作業指示 ::
移動映画館cinema birdについての文章のうち、「中でも今後の可能性を感じるの」から始まり「ントを定期的に行なっている。」で終わる部分を一字一句違えずに書き写すこと。

==== 提示文 ====

運営母体を盤石にするのは末長く活動を行なっていく為の基本だが、当初から cinema birdがいずれ齊藤の手を離れて独り立ちすることを念頭に置いており、回を重ねながらその体勢を整えているようだ。
「僕が発案者に留めている理由はそこにあり、実行委員会のメンバーだけでも開催できるような、もっと気軽なプロジェクトになってほしい。地域と時期と場所によって形を変えて行なっても良いのかなと考えています」(齊藤)。
映画館を復活させる動きが各地で起きている
早くも各所から開催要望の依頼は多いという。上映場所は多岐に渡り酒蔵、スケートリンク、星空上映、お化け屋敷etc……。
中でも今後の可能性を感じるのは神社仏閣。第3弾を大分県豊後大野市の明尊寺で行っているが、2016年3月に開催された「東アジア文化都市2016奈良市」に参加した際、斎藤主演&河瀬直美監督『RESPECT』が東大寺で行われたことに刺激を受けたという。
いま地方では映画館を復活させようという動きが各地で行われている。2016年9月、三陸地方唯一の映画館だったみやこシネマリーンは閉館したが、岩手県宮古市では、新たに酒蔵を活用した文化複合施設「シネマ・デ・アエル」を設立し、映画を含めた文化イベントを定期的に行なっている。
茨城県那珂市瓜連地区と静岡県富士市では有志が集まり、それぞれ映画館設置プロジェクトが立ち上がった。また沖縄でも、移動映画館シネマピクニック(沖縄の映像制作会社シュガートレインが企画運営)が2016年10月からスタートしている。
映画館で映画を見たい! という需要は確かにある。しかしcinema bird を含め、非劇場や自主上映となると必ずしも希望の作品が上映できるとは限らず、まだまだ映画会社の理解と協力が得られていないのが実情だ。
映画を愛する人たちの声にどのように応えていくべきか。製作者や俳優も含めた映画業界全体で考えていく時期にきているのではないだろうか。

==== データ行 ====

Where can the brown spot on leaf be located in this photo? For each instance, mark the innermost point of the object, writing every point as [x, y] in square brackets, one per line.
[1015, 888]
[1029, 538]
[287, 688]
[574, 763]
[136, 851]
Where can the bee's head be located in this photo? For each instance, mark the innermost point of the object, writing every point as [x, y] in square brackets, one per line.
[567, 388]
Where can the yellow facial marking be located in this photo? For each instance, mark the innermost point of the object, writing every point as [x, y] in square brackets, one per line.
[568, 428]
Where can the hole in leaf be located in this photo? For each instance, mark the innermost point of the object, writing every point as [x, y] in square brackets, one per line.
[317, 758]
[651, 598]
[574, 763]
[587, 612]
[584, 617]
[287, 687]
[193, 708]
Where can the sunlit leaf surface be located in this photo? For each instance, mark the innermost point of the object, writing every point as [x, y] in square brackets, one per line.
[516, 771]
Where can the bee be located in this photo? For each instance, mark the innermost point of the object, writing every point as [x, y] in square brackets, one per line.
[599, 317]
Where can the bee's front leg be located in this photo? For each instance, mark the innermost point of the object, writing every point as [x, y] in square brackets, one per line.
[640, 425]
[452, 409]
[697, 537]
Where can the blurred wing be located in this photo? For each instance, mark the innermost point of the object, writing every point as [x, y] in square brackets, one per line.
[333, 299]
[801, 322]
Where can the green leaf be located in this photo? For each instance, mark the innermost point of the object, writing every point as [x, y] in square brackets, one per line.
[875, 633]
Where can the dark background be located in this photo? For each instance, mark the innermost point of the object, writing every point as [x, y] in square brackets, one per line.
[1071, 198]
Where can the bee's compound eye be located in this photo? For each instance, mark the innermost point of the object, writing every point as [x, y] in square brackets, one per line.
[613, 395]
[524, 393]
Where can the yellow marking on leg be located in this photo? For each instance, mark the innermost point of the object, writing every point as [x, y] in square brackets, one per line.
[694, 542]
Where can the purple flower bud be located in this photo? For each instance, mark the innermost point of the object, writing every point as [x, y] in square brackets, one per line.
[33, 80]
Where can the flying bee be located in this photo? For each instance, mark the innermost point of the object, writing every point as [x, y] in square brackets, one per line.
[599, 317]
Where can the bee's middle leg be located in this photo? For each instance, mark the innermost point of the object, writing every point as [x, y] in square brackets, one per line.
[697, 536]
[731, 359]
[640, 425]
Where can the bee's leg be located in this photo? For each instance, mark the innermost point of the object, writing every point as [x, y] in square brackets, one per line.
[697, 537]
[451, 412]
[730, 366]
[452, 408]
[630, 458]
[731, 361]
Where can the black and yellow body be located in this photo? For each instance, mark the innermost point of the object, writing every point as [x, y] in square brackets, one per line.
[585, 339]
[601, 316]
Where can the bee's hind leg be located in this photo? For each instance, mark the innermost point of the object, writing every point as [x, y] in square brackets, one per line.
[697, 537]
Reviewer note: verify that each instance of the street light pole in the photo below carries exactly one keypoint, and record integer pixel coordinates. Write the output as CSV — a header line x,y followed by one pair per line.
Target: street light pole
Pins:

====

解答全文 ::
中でも今後の可能性を感じるのは神社仏閣。第3弾を大分県豊後大野市の明尊寺で行っているが、2016年3月に開催された「東アジア文化都市2016奈良市」に参加した際、斎藤主演&河瀬直美監督『RESPECT』が東大寺で行われたことに刺激を受けたという。
いま地方では映画館を復活させようという動きが各地で行われている。2016年9月、三陸地方唯一の映画館だったみやこシネマリーンは閉館したが、岩手県宮古市では、新たに酒蔵を活用した文化複合施設「シネマ・デ・アエル」を設立し、映画を含めた文化イベントを定期的に行なっている。